Cuestión de banderas
Hace unos años, el Gobierno danés convocó a cierto número de profesionales y artistas competentes con la única condición de que no fueran vacas sagradas ni profesores, y les hizo el encargo de que pensaran, sin ningún tipo de limitación, sobre qué tipo de personas desearían que fuesen los daneses del siglo XXI. Y ello con el objetivo de perfilar los planes educativos adecuados.Nada semejante ha sucedido en España, pero cada cierto tiempo un conflicto estalla en el muy cercano, enorme y a la vez olvidado territorio de la educación, o, mejor dicho, amenaza con estallar, y el Gobierno correspondiente se apresura a sofocarlo como sea (léase cede). Algo deben de tener las fotos de chica ondeando bandera subida sobre hombros de chico (que desde 1968 es el cliché), pues basta que se insinúe para que el Gobierno se apresure con paños calientes... hasta la próxima.

▬▬▬▬▬▬▬▬▬▬

### Qué se pide:
Sobre el texto proporcionado:
1. ¿Qué condición puso el Gobierno danés a los profesionales y artistas que convocó?
2. ¿Con qué objetivo les hizo el encargo?
3. ¿Desde qué año es un cliché la foto de chica ondeando bandera subida sobre hombros de chico?

### Información extraída:
▬▬▬▬▬▬▬▬▬▬

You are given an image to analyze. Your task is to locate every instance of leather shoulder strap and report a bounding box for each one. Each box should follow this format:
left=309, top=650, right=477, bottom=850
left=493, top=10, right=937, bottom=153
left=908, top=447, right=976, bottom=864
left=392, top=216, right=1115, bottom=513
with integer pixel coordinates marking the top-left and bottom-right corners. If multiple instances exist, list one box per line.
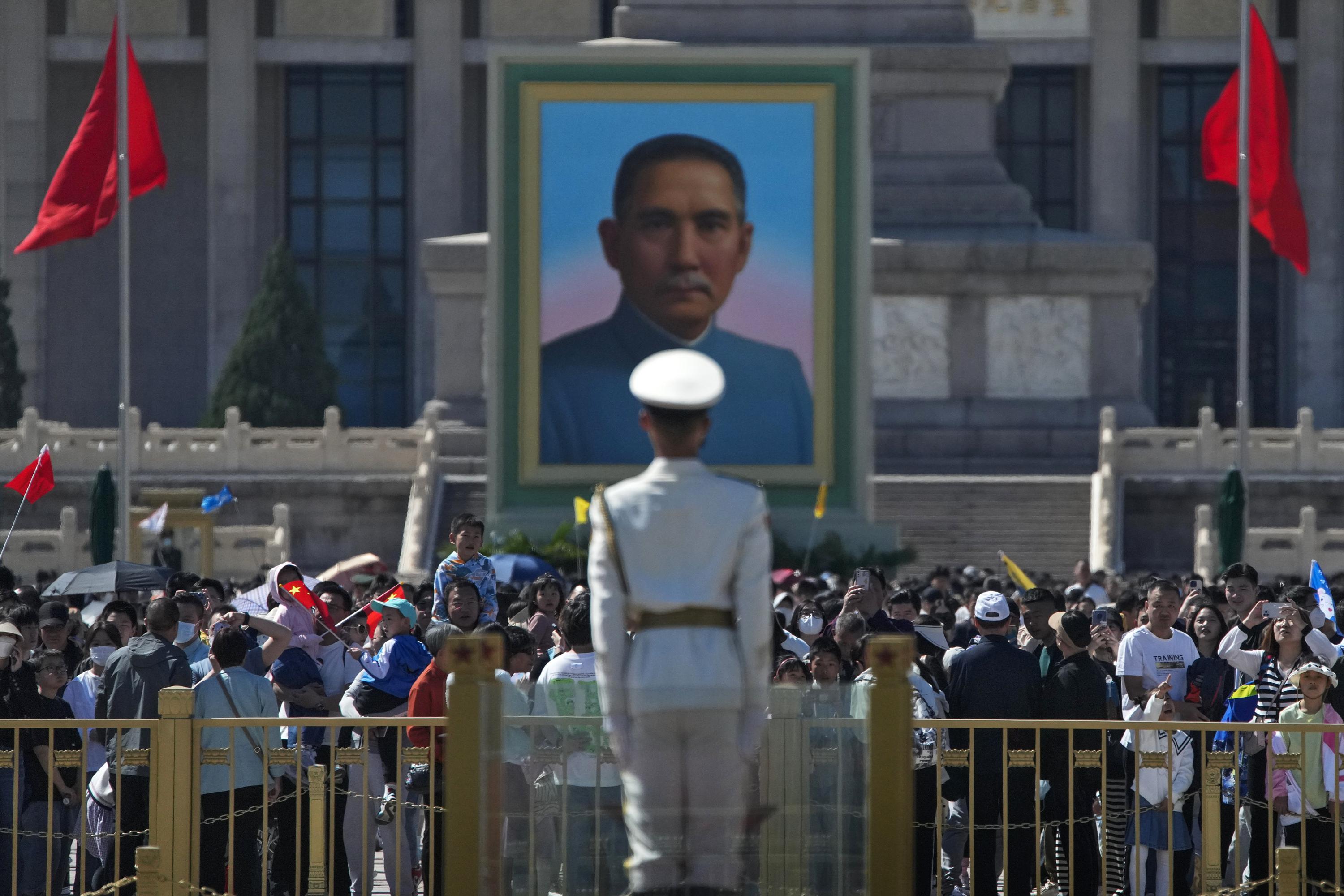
left=593, top=482, right=630, bottom=598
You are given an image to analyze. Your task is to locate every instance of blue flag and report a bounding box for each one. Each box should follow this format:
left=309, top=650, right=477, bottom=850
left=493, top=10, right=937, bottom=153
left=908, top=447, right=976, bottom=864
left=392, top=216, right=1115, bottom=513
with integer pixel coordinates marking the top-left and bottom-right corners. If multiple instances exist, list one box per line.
left=1309, top=560, right=1335, bottom=622
left=200, top=485, right=234, bottom=513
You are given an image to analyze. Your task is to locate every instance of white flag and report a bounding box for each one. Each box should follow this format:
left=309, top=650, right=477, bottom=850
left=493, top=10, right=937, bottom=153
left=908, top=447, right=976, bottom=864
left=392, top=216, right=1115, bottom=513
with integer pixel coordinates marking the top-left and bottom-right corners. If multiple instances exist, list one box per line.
left=140, top=501, right=168, bottom=534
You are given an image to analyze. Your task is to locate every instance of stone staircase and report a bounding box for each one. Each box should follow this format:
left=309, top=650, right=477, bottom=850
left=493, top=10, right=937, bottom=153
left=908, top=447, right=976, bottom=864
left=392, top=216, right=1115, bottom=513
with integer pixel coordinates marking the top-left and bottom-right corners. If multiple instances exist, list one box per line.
left=872, top=475, right=1091, bottom=577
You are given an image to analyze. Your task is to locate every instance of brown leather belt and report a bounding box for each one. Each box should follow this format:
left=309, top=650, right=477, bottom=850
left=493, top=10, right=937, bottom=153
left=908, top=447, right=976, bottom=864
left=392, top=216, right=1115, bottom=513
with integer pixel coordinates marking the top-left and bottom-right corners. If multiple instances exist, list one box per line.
left=634, top=607, right=737, bottom=631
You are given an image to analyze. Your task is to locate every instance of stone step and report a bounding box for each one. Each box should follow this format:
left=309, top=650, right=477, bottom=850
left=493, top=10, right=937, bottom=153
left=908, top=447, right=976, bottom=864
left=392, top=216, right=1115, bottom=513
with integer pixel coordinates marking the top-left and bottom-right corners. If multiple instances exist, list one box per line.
left=872, top=475, right=1091, bottom=577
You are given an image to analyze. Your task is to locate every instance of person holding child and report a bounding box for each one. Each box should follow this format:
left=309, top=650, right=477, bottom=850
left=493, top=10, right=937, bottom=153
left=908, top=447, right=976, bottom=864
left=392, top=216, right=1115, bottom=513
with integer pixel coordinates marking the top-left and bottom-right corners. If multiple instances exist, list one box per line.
left=434, top=513, right=500, bottom=627
left=1269, top=659, right=1344, bottom=880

▬▬▬▬▬▬▬▬▬▬

### Resultado obtenido:
1. Que no fueran vacas sagradas ni profesores.
2. Perfilar los planes educativos adecuados.
3. Desde 1968.